* [Trecho fornecido]:
%%

Thaméa Danelon
No dia 23 de agosto de 2022, o ministro do STF Alexandre de Moraes
determinou a realização de buscas e apreensões contra oito empresários,
sob argumento de que eles estariam tramando um golpe de Estado.
Conforme divulgado pela imprensa,
esses empresários discutiam política em um grupo de Whatsapp,
e trocaram algumas mensagens como as seguintes:
“Prefiro golpe do que a
volta do PT. Um milhão de vezes. E com certeza ninguém vai deixar de
fazer negócios com o Brasil. Como fazem com várias ditaduras pelo
mundo”; “Quero ver se o STE (sic) tem coragem de fraudar as
eleições após um desfile militar na Av. Atlântica com as tropas
aplaudidas pelo público”;
“O 7 de setembro está sendo programado para
unir o povo e o exercito (sic) e ao mesmo tempo deixar claro de que lado o exercito (sic) está. Estrategia (sic)
top e o palco será o Rio A cidade ícone brasileira no exterior. Vai
deixar muito claro”;
“Golpe foi soltar o presidiário!!! Golpe é o
‘supremo’ agir fora da constituição! Golpe é a velha mídia só falar
merda”.
As mensagens
privadas que foram divulgadas na imprensa tratam-se apenas de opiniões
políticas, tuteladas pela liberdade de expressão e livre manifestação de
pensamento, direitos esses protegidos pela Constituição Federal.
Por
conta dessas e outras mensagens, o ministro relator determinou buscas e
apreensões nos endereços dos seguintes empresários 1) Luciano Hang
(Lojas Havan); 2) Afrânio Barreira Filho (Restaurante Coco Bambu); 3)
José Isaac Peres (Rede Multiplan); 4) Marco Autelio Raymundo (Mormaii);
5) Meyer Joseph Nigri (Tecnisa); 6) Ivan Wrober (W3 Engenharia); 7) José
Koury (Barra World Shopping); 8) Luiz André Tissot (Grupo Sierra).
Foi ordenada a apreensão dos celulares e computadores dos empresários, e também a quebra do sigilo bancário dos mesmos.
Luciano Hang teve todas as suas redes sociais bloqueadas, inclusive seu perfil no
Instagram
que contava com mais de 5 milhões de seguidores. Entretanto,
na minha
visão técnica e jurídica essa operação apresenta várias inconsistências
legais.
Em primeiro lugar esses empresários não possuem foro privilegiado perante o STF,
logo
, a investigação deveria tramitar perante um juiz de 1ª Instância.
Além disso,
essas conversas privadas não poderiam ser utilizadas, pois
violam o direito à intimidade previsto na Constituição,
e o próprio STJ já decidiu que “prints” de conversas por aplicativo não podem ser usadas como provas.

%%

* [Tarefas]:
[1] Explique, com base no trecho, por que as conversas privadas dos empresários não poderiam ser usadas. Responda em até três frases.
[2] Segundo o trecho, quantos seguidores tinha o perfil de Luciano Hang no Instagram?
[3] Reproduza a parte do trecho que começa em "Em primeiro lugar" e segue até "usadas como provas.".

* [Listagem de dados]:
%%

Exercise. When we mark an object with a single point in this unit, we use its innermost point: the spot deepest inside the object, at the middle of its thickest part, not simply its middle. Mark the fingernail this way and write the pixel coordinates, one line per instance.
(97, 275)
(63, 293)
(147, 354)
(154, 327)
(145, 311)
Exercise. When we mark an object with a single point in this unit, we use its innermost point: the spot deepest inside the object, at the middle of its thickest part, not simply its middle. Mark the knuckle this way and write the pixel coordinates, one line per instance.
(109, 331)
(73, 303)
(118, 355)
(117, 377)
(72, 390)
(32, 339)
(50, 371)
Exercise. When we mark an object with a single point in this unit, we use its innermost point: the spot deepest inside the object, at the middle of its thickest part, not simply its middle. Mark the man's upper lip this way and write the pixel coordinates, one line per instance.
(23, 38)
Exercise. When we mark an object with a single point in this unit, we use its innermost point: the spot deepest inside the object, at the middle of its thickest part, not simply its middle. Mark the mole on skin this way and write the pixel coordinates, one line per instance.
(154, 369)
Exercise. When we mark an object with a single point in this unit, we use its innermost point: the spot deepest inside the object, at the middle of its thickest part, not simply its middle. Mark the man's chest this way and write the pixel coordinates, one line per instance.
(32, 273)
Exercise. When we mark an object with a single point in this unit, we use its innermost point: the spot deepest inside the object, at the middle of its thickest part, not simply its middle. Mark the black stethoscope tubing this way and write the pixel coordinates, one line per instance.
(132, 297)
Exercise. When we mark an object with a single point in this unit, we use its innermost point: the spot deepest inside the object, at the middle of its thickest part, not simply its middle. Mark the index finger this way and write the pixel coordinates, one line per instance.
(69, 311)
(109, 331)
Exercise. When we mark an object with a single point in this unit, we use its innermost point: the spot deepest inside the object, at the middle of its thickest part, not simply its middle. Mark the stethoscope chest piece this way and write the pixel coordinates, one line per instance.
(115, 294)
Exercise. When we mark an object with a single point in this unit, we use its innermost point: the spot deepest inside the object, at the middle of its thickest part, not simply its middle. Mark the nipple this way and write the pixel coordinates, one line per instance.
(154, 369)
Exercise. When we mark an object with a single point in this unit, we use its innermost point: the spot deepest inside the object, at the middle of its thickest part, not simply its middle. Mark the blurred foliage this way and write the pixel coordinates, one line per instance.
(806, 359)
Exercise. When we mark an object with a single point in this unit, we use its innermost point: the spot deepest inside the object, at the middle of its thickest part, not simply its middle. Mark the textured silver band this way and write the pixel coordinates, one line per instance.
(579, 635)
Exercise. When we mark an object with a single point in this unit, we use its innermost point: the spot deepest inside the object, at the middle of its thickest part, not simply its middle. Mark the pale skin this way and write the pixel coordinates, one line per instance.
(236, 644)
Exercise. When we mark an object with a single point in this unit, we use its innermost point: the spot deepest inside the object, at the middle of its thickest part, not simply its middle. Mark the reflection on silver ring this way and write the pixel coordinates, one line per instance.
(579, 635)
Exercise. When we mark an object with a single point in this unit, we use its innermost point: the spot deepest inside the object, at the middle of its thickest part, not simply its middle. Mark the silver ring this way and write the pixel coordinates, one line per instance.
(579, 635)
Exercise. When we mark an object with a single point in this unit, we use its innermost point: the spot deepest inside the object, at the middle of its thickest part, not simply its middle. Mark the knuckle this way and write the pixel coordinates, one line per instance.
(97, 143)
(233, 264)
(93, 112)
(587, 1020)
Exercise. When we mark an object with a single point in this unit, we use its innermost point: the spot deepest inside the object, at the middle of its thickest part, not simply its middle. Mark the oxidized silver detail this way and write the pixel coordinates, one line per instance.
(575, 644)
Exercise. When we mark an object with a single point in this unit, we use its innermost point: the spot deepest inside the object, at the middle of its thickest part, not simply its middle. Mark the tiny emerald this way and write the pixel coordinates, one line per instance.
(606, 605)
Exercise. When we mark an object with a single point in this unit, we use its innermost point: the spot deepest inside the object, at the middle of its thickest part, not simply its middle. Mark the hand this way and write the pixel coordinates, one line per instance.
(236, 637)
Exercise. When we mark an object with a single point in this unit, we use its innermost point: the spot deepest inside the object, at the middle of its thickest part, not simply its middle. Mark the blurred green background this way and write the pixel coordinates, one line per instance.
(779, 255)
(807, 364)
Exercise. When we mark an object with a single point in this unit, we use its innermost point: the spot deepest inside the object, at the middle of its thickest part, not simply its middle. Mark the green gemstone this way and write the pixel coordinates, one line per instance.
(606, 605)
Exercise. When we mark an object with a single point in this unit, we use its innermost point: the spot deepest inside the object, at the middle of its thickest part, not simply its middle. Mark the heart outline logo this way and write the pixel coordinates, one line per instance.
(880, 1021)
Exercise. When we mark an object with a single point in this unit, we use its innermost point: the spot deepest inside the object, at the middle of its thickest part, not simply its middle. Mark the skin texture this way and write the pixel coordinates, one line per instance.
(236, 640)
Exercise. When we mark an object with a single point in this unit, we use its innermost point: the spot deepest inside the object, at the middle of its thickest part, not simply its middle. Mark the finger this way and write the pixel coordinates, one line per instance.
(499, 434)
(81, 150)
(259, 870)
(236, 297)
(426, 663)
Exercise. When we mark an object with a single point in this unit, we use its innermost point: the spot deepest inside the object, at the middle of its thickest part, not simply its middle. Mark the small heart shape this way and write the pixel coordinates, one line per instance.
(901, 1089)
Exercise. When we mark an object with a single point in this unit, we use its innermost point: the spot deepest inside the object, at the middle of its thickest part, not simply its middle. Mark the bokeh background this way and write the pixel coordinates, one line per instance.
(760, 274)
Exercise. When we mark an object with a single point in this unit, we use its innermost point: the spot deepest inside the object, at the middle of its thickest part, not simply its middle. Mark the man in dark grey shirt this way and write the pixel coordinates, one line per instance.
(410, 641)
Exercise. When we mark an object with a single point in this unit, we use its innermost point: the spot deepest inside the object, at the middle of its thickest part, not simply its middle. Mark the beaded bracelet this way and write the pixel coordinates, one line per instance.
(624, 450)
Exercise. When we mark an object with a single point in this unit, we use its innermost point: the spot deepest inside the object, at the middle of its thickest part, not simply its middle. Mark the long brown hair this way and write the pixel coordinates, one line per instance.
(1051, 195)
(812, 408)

%%

* [Respostas]:
[1] Elas violam o direito à intimidade previsto na Constituição. Além disso, o STJ já decidiu que "prints" de conversas por aplicativo não podem ser usados como provas.

[2] Mais de 5 milhões de seguidores.

[3]
Em primeiro lugar esses empresários não possuem foro privilegiado perante o STF,
logo
, a investigação deveria tramitar perante um juiz de 1ª Instância.
Além disso,
essas conversas privadas não poderiam ser utilizadas, pois
violam o direito à intimidade previsto na Constituição,
e o próprio STJ já decidiu que “prints” de conversas por aplicativo não podem ser usadas como provas.